=== SOURCE DATA ===
--*--

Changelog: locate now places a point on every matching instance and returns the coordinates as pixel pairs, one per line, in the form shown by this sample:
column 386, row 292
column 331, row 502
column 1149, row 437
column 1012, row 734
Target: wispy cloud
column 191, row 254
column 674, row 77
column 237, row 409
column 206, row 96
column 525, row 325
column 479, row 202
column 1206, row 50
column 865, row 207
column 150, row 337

--*--

=== TASK STATEMENT ===
Nothing in the entries should be skipped. Output them all exactly.

=== ANSWER TO THE EXERCISE ===
Changelog: locate now places a point on every matching instance and returns the coordinates as pixel pairs, one per line, in the form shown by this sample:
column 386, row 292
column 331, row 502
column 1149, row 437
column 1012, row 734
Target: wispy cloud
column 191, row 254
column 674, row 77
column 237, row 409
column 206, row 96
column 525, row 325
column 479, row 202
column 1206, row 50
column 865, row 207
column 150, row 337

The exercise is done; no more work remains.